---- Recorded data

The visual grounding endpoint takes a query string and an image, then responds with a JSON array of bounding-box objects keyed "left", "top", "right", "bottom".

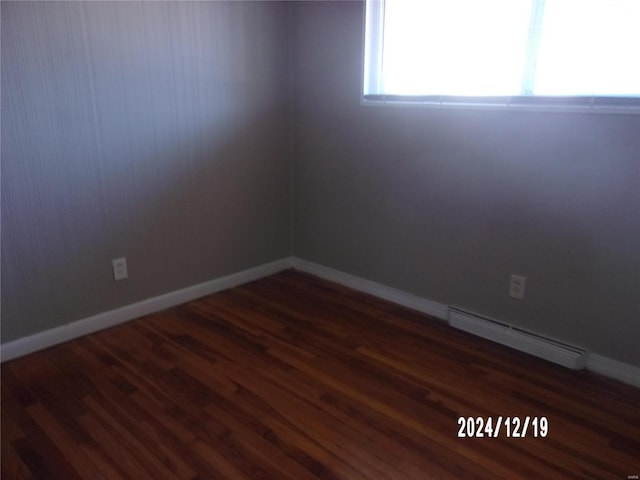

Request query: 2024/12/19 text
[{"left": 457, "top": 416, "right": 549, "bottom": 438}]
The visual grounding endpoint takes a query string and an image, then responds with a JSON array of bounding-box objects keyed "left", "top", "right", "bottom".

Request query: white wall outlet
[
  {"left": 509, "top": 274, "right": 526, "bottom": 299},
  {"left": 112, "top": 257, "right": 128, "bottom": 281}
]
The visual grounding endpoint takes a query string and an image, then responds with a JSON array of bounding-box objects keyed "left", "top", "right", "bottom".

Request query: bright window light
[
  {"left": 363, "top": 0, "right": 640, "bottom": 111},
  {"left": 533, "top": 0, "right": 640, "bottom": 96}
]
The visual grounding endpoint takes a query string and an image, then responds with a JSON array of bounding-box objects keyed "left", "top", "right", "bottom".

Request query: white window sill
[{"left": 361, "top": 96, "right": 640, "bottom": 115}]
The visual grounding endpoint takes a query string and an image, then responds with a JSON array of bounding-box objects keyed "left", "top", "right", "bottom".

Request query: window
[{"left": 363, "top": 0, "right": 640, "bottom": 112}]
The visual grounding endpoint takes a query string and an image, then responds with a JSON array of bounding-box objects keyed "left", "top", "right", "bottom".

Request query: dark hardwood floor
[{"left": 2, "top": 270, "right": 639, "bottom": 479}]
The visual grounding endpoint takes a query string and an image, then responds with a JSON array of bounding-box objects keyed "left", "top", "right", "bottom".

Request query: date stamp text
[{"left": 457, "top": 416, "right": 549, "bottom": 438}]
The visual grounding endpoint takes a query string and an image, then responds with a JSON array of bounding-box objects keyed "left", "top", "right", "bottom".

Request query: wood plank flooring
[{"left": 2, "top": 270, "right": 639, "bottom": 479}]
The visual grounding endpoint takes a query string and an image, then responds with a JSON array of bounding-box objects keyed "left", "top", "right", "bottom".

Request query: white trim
[
  {"left": 0, "top": 258, "right": 293, "bottom": 363},
  {"left": 586, "top": 353, "right": 640, "bottom": 388},
  {"left": 361, "top": 97, "right": 640, "bottom": 116},
  {"left": 362, "top": 0, "right": 385, "bottom": 96},
  {"left": 3, "top": 255, "right": 638, "bottom": 388},
  {"left": 290, "top": 257, "right": 449, "bottom": 320},
  {"left": 292, "top": 257, "right": 639, "bottom": 387}
]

--------

**Instructions for the task**
Wherever a picture appears in the data, please drop it and retype the rest exactly.

**Your solution**
The visual grounding endpoint takes a query string and an image, then responds with a JSON array of bounding-box objects keyed "left", "top", "right", "bottom".


Request query: 2024/12/19 text
[{"left": 457, "top": 416, "right": 549, "bottom": 438}]
The visual grounding endpoint takes a query string and an image, then responds with a JSON array of bounding-box objects keyed "left", "top", "right", "bottom".

Request query: white wall outlet
[
  {"left": 509, "top": 274, "right": 526, "bottom": 299},
  {"left": 112, "top": 257, "right": 128, "bottom": 281}
]
The visual grounding endpoint takes a query string and an image, then responds with a JSON array of bounding-box objects keyed "left", "top", "right", "bottom".

Request query: bright window light
[
  {"left": 363, "top": 0, "right": 640, "bottom": 111},
  {"left": 533, "top": 0, "right": 640, "bottom": 96}
]
The visual grounding endpoint takes a query string and an image, then responds with a JSON array of bounding-box objects keyed "left", "top", "right", "bottom".

Request query: white window sill
[{"left": 361, "top": 96, "right": 640, "bottom": 115}]
The visual grounding endpoint takes a query string and an image, then responds with a JSON array of bounding-box objects keyed "left", "top", "right", "bottom".

Request query: window
[{"left": 363, "top": 0, "right": 640, "bottom": 112}]
The visual grounding endpoint takes a query string and an image, then responds with a JSON array of bounding-box objects keyed "left", "top", "right", "bottom".

Request query: dark hardwood floor
[{"left": 2, "top": 270, "right": 639, "bottom": 479}]
The visual grounding endpoint takes a query string and an image, then responds with a JSON array of bounding-box objects keyed "left", "top", "right", "bottom".

Request query: date stamp text
[{"left": 457, "top": 416, "right": 549, "bottom": 438}]
The visual grounding endpoint takes a query string and an image, then responds with a JSON array of bounding-box objects keyed "left", "top", "right", "bottom".

Request query: wood plank flooring
[{"left": 2, "top": 270, "right": 639, "bottom": 479}]
The visual grounding endpoint takes a query string and an image, then responds with a JSON array of bounding-box objects keyed "left", "top", "right", "bottom".

Request query: white trim
[
  {"left": 0, "top": 258, "right": 293, "bottom": 363},
  {"left": 586, "top": 353, "right": 640, "bottom": 388},
  {"left": 361, "top": 97, "right": 640, "bottom": 116},
  {"left": 362, "top": 0, "right": 385, "bottom": 96},
  {"left": 3, "top": 255, "right": 638, "bottom": 388},
  {"left": 290, "top": 257, "right": 449, "bottom": 320},
  {"left": 292, "top": 257, "right": 639, "bottom": 387}
]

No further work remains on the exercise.